**WORK TO COMPLETE:**
Go through the records, and copy each line in which the string "cloud" is present.
══ INPUT ══
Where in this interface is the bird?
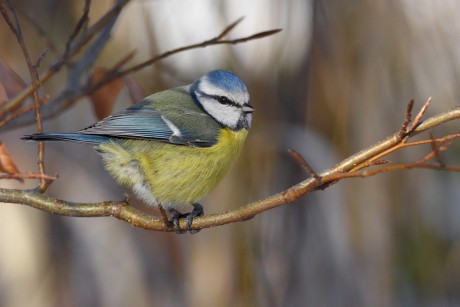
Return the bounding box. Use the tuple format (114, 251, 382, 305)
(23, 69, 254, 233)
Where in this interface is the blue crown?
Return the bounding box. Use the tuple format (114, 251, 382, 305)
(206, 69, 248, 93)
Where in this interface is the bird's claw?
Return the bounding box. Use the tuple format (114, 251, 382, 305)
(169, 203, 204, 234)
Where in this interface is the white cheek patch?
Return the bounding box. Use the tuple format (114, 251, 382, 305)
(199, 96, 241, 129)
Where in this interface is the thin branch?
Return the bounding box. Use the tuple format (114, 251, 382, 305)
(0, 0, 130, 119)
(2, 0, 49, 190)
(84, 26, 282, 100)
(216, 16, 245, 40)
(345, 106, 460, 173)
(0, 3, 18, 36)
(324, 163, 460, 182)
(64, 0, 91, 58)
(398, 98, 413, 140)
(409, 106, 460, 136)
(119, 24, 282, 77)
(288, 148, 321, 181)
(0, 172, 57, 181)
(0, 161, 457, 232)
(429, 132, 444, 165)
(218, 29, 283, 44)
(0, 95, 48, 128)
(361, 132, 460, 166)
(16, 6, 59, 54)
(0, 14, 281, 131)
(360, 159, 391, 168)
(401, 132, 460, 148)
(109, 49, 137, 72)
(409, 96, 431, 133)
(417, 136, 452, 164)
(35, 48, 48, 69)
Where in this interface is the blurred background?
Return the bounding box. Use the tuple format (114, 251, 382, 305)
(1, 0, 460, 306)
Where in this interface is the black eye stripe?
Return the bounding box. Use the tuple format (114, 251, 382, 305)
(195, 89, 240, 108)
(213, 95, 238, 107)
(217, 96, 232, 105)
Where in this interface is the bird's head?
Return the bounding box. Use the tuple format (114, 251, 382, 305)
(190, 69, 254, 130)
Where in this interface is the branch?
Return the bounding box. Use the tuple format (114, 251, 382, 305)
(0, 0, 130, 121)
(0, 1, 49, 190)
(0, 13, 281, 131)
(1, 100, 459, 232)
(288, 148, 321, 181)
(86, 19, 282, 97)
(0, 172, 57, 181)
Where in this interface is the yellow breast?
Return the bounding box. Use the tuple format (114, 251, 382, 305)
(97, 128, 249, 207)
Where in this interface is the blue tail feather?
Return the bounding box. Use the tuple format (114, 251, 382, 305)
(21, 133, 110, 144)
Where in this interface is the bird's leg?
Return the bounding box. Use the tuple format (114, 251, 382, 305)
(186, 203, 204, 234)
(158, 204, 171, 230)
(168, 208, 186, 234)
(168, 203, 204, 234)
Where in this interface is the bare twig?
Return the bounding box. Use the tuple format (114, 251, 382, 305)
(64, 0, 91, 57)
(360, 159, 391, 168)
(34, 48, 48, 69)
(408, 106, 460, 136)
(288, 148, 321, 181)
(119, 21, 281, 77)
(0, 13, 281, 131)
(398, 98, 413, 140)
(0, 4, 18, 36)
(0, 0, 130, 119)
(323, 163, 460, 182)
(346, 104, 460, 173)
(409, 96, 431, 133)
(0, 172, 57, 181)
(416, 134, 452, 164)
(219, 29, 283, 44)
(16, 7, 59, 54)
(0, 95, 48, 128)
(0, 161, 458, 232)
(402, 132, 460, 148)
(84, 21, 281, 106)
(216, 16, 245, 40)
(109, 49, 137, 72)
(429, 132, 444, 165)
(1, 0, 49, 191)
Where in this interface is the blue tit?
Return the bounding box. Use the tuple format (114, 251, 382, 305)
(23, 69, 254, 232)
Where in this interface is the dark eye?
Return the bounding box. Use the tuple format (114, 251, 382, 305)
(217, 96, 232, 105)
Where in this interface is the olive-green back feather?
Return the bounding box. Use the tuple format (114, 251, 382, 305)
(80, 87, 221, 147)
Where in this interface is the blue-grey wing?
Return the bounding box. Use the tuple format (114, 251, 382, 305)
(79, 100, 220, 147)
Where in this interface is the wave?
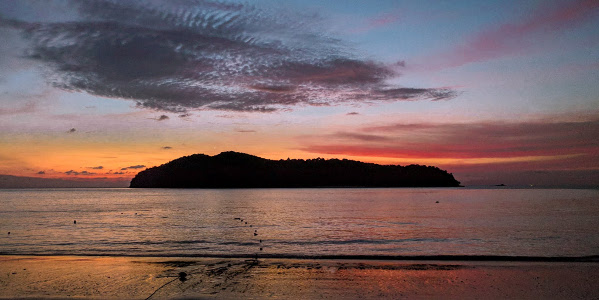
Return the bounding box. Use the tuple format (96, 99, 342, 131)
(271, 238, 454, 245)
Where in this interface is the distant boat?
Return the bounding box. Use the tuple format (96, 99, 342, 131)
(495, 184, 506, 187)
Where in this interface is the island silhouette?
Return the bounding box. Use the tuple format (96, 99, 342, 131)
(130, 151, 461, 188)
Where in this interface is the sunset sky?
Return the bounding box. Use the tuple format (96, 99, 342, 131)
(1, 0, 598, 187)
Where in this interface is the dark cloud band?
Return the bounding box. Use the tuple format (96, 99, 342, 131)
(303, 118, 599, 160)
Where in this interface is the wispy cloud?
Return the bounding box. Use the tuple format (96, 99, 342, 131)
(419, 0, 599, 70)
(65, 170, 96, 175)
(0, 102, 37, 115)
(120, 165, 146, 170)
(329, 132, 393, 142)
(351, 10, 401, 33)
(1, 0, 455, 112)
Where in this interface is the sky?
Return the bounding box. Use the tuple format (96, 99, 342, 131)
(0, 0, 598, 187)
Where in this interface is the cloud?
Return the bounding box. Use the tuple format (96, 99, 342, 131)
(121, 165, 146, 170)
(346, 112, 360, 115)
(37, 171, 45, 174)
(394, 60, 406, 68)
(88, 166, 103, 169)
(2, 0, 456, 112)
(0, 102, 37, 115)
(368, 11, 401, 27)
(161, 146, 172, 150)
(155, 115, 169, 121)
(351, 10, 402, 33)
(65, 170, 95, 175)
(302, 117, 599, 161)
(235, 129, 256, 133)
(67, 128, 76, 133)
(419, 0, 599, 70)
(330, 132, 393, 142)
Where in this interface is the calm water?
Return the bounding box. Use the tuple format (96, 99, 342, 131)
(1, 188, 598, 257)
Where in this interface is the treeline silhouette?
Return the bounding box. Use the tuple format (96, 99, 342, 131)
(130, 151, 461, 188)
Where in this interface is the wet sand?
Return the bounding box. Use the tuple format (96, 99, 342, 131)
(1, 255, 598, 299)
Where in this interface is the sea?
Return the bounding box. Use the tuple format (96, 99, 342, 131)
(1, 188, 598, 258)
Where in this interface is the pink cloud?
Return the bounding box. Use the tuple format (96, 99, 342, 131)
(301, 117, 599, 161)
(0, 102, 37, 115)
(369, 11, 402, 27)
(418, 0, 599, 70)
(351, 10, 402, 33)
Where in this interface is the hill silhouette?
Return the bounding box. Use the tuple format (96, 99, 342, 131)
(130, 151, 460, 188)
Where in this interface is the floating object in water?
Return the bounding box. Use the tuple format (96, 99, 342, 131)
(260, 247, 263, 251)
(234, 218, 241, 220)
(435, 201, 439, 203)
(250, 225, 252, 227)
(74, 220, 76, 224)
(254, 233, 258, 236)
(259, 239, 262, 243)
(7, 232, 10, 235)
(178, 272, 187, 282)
═══
**TASK SOLUTION:**
Where in this interface is the dark cloud band?
Where in this interface is the wispy cloud?
Where in this interface is the cloud?
Where in this interface is the pink cloud?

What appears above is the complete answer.